PROVIDED TEXT: Begin
Time Magazine has an interesting article about Harvard’s Harvard professor Dr. Nicholas Christakis who argues that concern over nut allergies is often far disproportionate to the risk. Christakis wrote an article for the British Medical Journal arguing that reaction to nut allergies is more like a mass hysteria than a reasoned response to a real threat.
As Time puts it in its profile,
No one would disagree that children who suffer from life-threatening allergies need to be protected, but the growing trend of demonizing nuts only fuels anxiety, Christakis says. Instilling in the general public the idea that nuts are a “clear and present danger” does little beyond heightening panic. “There are kids with severe allergies, and they need to be taken seriously,” he says, “but the problem with a disproportionate response is that it feeds the epidemic.”
PROVIDED TEXT: End
DATASET CONTENT: Begin
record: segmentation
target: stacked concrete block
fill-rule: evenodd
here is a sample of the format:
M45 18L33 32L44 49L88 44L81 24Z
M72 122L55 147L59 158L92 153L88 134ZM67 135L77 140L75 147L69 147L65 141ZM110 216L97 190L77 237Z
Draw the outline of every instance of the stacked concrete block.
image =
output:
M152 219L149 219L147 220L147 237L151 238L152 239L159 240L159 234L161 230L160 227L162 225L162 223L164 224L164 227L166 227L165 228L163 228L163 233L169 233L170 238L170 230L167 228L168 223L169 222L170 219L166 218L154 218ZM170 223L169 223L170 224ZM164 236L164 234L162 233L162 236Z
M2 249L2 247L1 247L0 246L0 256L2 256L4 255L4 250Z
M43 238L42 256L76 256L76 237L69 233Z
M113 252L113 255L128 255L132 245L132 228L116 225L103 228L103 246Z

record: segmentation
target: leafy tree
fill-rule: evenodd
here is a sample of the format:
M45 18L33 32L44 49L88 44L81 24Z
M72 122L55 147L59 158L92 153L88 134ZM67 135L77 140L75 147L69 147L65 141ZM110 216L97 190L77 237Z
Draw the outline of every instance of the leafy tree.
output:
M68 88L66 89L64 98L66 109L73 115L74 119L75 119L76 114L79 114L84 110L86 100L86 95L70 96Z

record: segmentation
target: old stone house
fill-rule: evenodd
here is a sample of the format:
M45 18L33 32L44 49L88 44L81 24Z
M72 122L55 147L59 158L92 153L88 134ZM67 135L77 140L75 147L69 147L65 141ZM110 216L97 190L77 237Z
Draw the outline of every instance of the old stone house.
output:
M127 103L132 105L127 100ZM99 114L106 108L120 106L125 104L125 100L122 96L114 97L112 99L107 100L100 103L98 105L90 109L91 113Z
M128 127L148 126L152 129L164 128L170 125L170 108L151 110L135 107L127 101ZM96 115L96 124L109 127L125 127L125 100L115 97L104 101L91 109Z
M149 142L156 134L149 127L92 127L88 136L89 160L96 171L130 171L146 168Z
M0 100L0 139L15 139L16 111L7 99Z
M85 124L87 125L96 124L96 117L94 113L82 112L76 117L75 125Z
DATASET CONTENT: End
* _YOUR OBJECTIVE_
Return the entire text on nut allergies verbatim. Work from the text on nut allergies alone and set the listing aside.

* _TASK RESPONSE_
Time Magazine has an interesting article about Harvard’s Harvard professor Dr. Nicholas Christakis who argues that concern over nut allergies is often far disproportionate to the risk. Christakis wrote an article for the British Medical Journal arguing that reaction to nut allergies is more like a mass hysteria than a reasoned response to a real threat.
As Time puts it in its profile,
No one would disagree that children who suffer from life-threatening allergies need to be protected, but the growing trend of demonizing nuts only fuels anxiety, Christakis says. Instilling in the general public the idea that nuts are a “clear and present danger” does little beyond heightening panic. “There are kids with severe allergies, and they need to be taken seriously,” he says, “but the problem with a disproportionate response is that it feeds the epidemic.”